Start of Supplied records

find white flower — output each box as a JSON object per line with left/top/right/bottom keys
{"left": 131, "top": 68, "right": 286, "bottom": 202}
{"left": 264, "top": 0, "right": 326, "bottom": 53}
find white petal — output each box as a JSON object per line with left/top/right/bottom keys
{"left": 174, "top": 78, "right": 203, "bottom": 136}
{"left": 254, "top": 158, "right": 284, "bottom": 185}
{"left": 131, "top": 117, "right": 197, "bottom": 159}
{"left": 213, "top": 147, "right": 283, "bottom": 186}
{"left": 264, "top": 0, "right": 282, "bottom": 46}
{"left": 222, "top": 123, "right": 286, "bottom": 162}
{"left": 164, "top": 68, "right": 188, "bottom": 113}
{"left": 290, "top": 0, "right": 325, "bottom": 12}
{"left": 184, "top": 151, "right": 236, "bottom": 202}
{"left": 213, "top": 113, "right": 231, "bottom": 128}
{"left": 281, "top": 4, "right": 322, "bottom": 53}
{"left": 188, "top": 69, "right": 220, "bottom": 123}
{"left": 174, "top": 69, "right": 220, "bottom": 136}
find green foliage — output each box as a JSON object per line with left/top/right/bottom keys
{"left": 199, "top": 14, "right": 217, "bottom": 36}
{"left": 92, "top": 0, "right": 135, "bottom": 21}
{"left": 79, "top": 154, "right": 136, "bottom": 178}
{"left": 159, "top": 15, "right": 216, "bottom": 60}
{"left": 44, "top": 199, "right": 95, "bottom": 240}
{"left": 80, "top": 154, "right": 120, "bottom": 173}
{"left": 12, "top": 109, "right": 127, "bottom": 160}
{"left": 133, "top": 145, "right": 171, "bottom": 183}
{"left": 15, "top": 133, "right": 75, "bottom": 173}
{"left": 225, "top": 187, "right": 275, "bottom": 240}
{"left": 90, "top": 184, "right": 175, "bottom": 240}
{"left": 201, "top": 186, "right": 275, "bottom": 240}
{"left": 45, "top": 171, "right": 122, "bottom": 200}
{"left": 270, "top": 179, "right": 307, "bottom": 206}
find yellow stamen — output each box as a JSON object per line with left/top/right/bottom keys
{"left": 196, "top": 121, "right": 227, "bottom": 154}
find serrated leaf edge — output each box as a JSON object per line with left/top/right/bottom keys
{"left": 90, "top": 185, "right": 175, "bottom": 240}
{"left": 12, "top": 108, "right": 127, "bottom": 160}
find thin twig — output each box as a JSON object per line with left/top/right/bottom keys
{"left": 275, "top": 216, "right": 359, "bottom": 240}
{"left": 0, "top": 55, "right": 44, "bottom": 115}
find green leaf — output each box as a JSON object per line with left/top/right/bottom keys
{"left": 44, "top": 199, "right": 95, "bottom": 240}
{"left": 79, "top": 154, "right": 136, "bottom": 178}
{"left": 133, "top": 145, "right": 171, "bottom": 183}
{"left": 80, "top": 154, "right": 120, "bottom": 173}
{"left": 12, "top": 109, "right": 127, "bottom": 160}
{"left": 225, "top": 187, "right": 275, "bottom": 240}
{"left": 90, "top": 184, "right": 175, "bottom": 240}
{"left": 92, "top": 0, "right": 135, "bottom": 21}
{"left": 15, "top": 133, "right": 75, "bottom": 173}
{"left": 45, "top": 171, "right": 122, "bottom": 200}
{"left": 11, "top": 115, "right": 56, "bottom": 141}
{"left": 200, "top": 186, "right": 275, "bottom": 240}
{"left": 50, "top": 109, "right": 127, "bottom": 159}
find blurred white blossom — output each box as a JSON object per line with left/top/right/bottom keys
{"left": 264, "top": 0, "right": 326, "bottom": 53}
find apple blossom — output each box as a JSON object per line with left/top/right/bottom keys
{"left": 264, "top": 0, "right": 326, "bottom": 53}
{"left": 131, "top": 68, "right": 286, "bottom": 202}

End of Supplied records

Exercise details: From the line that contains "find blurred white" through the end of the records above, print every line exactly and nothing else.

Answer area:
find blurred white blossom — output each box as a JSON object per line with left/top/right/bottom keys
{"left": 264, "top": 0, "right": 326, "bottom": 53}
find apple blossom — output each box as a JSON object per line with left/top/right/bottom keys
{"left": 264, "top": 0, "right": 326, "bottom": 53}
{"left": 131, "top": 68, "right": 286, "bottom": 202}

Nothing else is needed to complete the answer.